Giovedì 22 ottobre alle ore 17 nella Sala Storica della Biblioteca comunale di Siena, a cura di Incontrotesto, saranno lette alcune pagine narrative e saggistiche di Calvino. Questa iniziativa segue la mostra appena conclusa a Siena: “Italo Calvino. Il libro, i libri“.
Penso che la lettura non sia paragonabile con nessun altro mezzo d’apprendimento e di comunicazione, perché la lettura ha un suo ritmo che è governato dalla volontà del lettore; la lettura apre spazi di interrogazione e di meditazione e di esame critico, insomma di libertà; la lettura è un rapporto con noi stessi e non solo col libro, col nostro mondo interiore attraverso il mondo che il libro ci apre.

ESTRATTO DEI DATI.

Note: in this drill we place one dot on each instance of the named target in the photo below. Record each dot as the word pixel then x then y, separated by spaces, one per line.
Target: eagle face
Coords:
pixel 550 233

AZIONI DA SVOLGERE.
A: Secondo il brano su Calvino, in quale luogo si terrà la lettura di giovedì 22 ottobre?
B: Prosegui il brano su Calvino a partire dalla sua ultima frase.

RISULTATI DEI COMPITI.
A: Nella Sala Storica della Biblioteca comunale di Siena.

B:
Forse il tempo che potrebbe essere destinato alla lettura sarà sempre più occupato da altre cose; questo è vero già oggi, ma forse era ancor più vero in passato per la maggior parte degli esseri umani. Comunque sia, chi ha bisogno di leggere, chi ha piacere di leggere (e leggere è certamente un bisogno-piacere) continuerà a ricorrere ai libri, a quelli del passato e a quelli del futuro.
Italo Calvino, Il libro, i libri (Buenos Aires, 1984)
La mostra Italo Calvino. Il libro, i libri, allestita a Siena dal 1° al 17 ottobre nella Sala Storica della Biblioteca comunale degli Intronati, ha inteso ricordare lo scrittore – morto all’ospedale Santa Maria della Scala di Siena trent’anni fa, il 19 settembre 1985 – principalmente attraverso i suoi libri, il suo lavoro editoriale, la sua attività di giornalista militante e di collaboratore di quotidiani e periodici italiani e stranieri.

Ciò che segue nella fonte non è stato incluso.